===== РАБОЧИЕ ДАННЫЕ =====

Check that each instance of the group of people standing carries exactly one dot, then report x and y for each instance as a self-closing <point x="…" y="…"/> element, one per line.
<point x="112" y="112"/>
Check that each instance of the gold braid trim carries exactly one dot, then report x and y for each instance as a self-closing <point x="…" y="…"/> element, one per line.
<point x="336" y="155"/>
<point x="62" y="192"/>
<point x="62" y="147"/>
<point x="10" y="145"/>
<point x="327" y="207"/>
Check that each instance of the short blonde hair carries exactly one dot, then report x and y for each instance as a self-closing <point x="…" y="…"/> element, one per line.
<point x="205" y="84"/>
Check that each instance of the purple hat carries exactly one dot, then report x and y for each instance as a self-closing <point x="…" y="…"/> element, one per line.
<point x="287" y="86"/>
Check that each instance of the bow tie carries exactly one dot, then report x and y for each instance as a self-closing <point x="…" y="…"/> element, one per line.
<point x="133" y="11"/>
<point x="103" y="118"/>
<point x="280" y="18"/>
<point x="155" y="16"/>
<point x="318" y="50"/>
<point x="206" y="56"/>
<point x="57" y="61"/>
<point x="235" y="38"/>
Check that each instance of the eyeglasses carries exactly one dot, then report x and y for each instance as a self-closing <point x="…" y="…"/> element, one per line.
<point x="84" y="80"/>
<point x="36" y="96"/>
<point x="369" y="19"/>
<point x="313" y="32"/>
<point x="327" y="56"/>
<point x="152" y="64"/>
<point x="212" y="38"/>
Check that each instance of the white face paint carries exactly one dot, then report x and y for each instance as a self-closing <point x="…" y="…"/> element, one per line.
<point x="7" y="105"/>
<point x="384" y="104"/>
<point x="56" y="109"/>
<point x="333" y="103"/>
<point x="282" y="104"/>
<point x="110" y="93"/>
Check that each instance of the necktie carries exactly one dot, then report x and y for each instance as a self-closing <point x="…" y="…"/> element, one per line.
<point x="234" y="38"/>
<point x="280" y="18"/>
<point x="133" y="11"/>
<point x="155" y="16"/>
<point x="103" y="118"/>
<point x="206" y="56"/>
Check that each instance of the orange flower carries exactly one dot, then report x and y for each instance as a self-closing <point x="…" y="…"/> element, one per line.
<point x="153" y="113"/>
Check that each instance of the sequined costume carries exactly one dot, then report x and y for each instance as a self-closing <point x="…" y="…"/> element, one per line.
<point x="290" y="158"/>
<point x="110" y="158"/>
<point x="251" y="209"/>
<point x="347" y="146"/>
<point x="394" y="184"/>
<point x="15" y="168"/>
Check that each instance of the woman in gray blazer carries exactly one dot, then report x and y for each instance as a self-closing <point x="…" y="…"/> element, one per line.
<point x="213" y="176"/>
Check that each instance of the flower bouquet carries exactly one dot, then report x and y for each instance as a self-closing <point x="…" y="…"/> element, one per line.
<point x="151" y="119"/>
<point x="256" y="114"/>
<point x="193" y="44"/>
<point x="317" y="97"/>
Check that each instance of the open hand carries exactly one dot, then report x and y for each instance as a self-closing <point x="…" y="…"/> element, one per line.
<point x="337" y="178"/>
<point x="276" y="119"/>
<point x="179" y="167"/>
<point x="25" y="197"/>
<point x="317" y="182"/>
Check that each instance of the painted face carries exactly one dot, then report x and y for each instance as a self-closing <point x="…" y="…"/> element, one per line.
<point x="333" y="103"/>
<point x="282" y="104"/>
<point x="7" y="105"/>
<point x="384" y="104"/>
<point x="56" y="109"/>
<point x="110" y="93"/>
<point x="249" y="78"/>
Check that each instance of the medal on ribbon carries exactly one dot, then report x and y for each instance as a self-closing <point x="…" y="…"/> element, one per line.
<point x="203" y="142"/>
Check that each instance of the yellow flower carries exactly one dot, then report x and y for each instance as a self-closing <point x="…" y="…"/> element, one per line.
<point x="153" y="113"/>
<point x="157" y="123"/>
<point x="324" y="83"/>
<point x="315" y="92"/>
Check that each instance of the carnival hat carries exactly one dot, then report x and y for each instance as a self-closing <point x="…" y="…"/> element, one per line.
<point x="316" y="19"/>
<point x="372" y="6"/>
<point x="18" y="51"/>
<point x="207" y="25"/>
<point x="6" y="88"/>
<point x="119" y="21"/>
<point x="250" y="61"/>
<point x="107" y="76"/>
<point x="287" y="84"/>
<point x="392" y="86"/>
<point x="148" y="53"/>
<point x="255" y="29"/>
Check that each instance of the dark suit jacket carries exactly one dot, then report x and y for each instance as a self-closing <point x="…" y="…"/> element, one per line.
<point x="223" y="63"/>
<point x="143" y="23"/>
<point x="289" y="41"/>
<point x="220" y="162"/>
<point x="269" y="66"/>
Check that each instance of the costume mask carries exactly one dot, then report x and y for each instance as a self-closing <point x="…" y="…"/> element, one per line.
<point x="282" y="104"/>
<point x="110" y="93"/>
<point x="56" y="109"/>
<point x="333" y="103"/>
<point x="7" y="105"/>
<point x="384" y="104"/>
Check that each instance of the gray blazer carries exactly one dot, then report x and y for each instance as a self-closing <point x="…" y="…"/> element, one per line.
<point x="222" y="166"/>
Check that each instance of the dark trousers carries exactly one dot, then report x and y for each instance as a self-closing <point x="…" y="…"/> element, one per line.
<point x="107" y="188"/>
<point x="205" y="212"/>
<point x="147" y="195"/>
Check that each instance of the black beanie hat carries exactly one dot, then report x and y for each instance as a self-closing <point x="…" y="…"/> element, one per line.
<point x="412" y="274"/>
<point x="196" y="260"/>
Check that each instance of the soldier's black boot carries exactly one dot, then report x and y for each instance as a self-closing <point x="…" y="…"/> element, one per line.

=====

Перепишите все строки от строки со словами «Check that each instance of the black» до конца записей включительно, ничего не пропуская. Сместите каждую координату в ответах, прибавив к ней −86.

• ОТВЕТ
Check that each instance of the black beanie hat carries exactly one dot, then report x and y for each instance as a self-closing <point x="…" y="…"/> element, one per line.
<point x="326" y="188"/>
<point x="110" y="174"/>
Check that each instance of the soldier's black boot carries exactly one dot, then report x and y for each instance as a self-closing <point x="…" y="…"/> element, one per line.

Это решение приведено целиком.